* YOUR TASK *
Filter the lines below, keeping only those that contain the word "residue". Copy each of those lines in full.

Some records
____

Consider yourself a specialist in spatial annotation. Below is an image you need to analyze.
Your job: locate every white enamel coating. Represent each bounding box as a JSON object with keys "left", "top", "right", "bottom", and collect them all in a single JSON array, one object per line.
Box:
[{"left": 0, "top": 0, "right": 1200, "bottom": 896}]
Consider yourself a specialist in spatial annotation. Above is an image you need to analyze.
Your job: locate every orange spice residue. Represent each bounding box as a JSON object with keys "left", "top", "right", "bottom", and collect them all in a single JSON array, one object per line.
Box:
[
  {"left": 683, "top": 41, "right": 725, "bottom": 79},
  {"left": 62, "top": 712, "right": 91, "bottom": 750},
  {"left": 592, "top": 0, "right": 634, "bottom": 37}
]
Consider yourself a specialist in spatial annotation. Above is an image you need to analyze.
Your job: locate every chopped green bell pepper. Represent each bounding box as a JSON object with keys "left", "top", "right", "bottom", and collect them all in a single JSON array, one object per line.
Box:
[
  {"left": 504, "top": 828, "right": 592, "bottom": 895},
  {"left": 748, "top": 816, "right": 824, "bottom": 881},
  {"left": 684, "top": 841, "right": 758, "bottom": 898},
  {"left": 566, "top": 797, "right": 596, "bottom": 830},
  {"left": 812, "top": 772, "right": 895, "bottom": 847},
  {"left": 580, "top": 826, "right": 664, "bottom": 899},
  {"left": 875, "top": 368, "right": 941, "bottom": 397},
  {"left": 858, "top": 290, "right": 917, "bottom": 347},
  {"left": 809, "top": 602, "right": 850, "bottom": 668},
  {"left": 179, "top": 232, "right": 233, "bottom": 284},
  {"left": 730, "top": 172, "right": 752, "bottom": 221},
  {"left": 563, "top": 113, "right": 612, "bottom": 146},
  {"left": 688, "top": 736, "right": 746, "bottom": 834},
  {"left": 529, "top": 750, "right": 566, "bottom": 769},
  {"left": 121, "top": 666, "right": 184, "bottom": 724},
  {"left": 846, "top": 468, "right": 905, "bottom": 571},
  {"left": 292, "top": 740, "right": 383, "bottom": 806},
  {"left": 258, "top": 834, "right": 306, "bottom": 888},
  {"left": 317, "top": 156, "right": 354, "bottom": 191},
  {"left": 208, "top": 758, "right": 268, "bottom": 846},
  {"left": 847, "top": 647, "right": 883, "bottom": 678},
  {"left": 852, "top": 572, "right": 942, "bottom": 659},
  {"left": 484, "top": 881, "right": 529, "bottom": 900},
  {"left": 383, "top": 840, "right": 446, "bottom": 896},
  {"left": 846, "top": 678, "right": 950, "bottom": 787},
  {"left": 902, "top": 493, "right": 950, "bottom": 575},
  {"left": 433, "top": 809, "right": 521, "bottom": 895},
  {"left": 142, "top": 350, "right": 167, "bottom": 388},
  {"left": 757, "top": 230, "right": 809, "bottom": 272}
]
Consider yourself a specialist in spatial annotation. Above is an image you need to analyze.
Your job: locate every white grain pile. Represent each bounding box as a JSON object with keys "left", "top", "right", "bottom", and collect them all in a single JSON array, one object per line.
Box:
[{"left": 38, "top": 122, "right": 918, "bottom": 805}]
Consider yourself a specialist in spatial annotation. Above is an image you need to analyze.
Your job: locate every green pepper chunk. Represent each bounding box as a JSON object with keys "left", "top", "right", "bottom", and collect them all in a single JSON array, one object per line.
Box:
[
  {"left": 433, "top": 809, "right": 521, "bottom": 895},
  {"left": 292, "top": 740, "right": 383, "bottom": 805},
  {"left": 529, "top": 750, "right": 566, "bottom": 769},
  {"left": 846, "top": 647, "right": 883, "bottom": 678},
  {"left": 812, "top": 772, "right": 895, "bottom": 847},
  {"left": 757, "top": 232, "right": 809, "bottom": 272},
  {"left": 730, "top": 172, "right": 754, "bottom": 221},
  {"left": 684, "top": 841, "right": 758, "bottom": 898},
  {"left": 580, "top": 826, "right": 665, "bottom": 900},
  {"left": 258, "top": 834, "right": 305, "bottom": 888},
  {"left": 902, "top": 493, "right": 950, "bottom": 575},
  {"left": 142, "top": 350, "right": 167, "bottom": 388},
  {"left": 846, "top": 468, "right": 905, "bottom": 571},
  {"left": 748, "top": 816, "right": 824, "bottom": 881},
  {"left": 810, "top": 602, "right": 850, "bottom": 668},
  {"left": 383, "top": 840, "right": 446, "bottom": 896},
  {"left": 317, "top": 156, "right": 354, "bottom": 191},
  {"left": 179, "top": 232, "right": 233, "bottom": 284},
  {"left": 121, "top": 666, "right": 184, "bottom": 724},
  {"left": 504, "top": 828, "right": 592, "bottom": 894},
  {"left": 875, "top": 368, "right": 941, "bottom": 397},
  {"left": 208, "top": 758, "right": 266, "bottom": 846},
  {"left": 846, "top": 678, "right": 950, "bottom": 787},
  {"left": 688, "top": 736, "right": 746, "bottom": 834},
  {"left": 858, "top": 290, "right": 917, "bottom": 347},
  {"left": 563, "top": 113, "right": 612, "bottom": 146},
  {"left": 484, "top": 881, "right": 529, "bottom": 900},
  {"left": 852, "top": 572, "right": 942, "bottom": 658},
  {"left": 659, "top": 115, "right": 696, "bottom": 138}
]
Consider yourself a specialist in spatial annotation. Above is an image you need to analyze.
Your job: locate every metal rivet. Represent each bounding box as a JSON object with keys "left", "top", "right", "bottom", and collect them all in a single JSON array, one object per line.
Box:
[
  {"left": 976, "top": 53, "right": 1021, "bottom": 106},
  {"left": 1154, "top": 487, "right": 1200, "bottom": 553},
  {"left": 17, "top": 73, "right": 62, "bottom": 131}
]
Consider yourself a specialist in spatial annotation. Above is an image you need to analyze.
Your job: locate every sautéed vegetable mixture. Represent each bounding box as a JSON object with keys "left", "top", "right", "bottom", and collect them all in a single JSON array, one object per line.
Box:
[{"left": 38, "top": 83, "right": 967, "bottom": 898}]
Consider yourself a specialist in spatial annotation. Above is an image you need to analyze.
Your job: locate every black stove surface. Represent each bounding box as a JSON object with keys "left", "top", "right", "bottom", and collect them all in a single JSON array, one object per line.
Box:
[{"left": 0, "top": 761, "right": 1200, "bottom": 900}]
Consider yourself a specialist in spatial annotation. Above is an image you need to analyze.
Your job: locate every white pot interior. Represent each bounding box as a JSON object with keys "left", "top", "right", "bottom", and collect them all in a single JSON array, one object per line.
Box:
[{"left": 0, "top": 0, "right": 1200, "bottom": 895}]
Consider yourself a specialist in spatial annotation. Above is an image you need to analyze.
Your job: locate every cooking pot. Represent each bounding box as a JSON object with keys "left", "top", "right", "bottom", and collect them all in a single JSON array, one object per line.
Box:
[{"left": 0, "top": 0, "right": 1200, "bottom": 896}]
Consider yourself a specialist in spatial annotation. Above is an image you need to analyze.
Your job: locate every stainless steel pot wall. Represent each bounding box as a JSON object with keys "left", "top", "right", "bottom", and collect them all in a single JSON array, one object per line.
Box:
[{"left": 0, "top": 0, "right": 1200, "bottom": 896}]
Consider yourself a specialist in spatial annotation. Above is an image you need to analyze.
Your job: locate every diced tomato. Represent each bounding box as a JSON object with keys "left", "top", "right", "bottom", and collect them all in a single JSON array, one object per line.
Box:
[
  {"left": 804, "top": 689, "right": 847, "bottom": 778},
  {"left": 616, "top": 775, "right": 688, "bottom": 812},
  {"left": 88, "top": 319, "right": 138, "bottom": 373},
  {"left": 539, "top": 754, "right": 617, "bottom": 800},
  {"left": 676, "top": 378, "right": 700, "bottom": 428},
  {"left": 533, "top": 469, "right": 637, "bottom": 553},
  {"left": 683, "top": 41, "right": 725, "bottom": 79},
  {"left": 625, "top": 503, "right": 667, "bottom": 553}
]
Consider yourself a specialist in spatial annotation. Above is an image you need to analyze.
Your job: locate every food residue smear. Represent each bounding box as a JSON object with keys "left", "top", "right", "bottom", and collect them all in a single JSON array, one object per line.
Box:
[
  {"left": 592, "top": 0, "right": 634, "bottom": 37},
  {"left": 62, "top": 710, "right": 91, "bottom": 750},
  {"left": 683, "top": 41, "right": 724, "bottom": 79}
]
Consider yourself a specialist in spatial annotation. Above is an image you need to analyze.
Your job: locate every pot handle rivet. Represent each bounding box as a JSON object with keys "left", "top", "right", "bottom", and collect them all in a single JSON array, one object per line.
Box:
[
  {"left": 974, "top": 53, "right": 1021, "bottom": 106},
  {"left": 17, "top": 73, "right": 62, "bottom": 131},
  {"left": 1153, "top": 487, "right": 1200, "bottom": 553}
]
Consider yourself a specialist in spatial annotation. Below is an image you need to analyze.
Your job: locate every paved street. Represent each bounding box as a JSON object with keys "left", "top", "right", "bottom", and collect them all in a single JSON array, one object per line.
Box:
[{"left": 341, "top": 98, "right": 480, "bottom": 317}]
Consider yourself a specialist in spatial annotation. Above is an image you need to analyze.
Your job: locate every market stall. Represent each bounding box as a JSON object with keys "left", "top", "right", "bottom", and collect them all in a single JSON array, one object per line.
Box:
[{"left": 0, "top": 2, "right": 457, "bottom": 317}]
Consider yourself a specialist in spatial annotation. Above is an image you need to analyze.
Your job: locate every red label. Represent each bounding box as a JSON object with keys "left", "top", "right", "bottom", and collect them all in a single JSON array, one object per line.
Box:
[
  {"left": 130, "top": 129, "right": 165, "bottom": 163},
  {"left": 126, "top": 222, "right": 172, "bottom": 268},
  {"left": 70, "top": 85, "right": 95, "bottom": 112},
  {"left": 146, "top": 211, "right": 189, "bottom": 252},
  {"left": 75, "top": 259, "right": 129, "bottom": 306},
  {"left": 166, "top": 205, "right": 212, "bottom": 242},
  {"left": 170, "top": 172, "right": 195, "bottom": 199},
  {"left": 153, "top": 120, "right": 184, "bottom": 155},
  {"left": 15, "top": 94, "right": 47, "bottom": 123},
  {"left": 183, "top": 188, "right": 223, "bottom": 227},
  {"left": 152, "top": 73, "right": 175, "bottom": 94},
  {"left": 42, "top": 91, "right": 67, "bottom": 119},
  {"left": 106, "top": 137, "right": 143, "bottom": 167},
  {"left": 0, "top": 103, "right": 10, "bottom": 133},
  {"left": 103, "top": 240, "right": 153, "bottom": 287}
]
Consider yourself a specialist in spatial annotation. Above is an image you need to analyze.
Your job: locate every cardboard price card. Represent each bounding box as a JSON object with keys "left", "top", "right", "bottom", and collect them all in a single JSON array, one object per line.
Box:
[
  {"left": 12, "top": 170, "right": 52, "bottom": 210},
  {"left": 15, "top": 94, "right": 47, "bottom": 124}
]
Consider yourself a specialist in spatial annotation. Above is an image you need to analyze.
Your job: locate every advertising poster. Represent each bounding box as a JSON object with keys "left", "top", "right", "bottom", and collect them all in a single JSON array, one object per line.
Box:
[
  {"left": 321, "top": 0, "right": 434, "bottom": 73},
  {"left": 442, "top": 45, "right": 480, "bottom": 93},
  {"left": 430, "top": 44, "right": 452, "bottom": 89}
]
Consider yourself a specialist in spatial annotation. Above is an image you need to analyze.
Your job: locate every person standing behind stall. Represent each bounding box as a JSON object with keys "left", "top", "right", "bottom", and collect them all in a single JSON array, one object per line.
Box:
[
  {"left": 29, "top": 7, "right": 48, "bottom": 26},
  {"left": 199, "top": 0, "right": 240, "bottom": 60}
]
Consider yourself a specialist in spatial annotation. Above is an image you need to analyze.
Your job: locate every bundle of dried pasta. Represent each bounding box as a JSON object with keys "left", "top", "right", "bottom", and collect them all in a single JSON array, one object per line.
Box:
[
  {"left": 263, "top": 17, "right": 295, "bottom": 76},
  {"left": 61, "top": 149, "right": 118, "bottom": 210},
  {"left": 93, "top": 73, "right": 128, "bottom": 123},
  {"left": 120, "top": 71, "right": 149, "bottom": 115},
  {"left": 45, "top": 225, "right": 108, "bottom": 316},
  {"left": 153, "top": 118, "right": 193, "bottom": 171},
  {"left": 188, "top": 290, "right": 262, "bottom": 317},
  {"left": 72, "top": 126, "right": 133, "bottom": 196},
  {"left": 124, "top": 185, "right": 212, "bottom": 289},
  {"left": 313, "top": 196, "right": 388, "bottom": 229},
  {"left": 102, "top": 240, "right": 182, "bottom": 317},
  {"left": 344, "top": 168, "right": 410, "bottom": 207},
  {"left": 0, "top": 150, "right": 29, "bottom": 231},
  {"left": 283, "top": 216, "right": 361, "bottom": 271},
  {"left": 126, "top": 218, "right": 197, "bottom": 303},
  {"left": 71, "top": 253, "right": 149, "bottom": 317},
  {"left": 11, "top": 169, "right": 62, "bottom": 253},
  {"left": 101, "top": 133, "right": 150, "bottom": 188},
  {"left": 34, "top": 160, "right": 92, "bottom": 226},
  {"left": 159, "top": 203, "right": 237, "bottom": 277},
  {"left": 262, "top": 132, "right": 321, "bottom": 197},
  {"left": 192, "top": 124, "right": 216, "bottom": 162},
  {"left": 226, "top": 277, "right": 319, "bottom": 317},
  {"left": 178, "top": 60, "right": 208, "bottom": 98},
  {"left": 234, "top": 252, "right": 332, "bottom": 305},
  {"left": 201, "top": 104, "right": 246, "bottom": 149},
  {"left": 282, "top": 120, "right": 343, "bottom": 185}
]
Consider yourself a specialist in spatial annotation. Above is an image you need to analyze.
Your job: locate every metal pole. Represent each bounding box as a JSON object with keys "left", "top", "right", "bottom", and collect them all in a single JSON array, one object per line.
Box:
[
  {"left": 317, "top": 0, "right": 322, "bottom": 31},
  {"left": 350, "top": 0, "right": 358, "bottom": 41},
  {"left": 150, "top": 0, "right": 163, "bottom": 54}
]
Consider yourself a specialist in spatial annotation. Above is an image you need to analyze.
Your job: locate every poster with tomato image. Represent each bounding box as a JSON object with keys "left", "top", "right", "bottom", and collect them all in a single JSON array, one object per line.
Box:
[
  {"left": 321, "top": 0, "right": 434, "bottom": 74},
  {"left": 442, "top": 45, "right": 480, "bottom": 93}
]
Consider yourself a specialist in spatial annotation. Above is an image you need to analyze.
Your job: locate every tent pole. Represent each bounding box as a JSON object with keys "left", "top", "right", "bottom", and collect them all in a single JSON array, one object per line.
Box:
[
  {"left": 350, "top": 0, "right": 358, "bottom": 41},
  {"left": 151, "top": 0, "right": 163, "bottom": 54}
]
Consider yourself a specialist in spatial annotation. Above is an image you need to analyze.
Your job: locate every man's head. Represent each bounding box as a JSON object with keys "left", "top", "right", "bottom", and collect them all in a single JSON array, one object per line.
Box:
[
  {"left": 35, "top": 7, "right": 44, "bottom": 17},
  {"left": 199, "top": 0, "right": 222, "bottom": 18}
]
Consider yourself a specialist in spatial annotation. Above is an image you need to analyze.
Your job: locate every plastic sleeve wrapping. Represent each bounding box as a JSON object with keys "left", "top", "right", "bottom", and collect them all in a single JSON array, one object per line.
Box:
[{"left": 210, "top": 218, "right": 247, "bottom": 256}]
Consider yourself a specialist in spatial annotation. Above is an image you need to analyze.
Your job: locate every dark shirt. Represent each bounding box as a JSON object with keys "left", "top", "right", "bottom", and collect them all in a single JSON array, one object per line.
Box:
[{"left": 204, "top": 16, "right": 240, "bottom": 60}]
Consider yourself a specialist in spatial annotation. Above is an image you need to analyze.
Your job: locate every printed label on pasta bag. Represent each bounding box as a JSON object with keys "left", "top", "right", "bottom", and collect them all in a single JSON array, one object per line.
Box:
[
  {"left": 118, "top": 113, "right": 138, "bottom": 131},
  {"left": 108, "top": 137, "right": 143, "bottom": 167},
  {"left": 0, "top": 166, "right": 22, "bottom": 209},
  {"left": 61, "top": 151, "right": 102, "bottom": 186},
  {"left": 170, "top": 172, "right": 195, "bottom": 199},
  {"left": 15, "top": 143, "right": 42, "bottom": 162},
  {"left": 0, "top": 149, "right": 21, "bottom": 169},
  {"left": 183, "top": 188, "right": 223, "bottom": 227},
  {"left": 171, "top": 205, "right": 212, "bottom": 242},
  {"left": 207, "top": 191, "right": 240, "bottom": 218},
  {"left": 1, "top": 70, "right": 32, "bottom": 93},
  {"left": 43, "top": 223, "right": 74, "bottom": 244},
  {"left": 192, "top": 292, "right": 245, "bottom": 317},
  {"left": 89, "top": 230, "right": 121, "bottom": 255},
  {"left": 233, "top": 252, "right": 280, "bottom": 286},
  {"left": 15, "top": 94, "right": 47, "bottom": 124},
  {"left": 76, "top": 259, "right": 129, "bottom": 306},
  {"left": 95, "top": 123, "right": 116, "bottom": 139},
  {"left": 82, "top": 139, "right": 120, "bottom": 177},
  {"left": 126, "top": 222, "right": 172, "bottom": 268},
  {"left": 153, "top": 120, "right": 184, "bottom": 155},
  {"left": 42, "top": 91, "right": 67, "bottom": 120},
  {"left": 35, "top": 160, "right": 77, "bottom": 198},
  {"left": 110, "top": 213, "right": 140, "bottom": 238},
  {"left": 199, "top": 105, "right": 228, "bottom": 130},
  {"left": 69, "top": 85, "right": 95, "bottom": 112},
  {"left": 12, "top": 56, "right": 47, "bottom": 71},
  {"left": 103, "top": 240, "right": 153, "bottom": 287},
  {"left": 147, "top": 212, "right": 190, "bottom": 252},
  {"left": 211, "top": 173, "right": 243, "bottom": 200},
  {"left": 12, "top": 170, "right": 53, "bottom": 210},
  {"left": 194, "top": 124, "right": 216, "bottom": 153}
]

____

* RESULT *
Your job: locate every orange spice residue. Represent each bounding box as a JSON object with keys "left", "top", "right", "bottom", and collect them all in a single JSON array, one object per line.
Your job: locate every food residue smear. Represent each bounding box as a JSON object with keys "left", "top", "right", "bottom", and collect them all in a single JSON array, one object per line.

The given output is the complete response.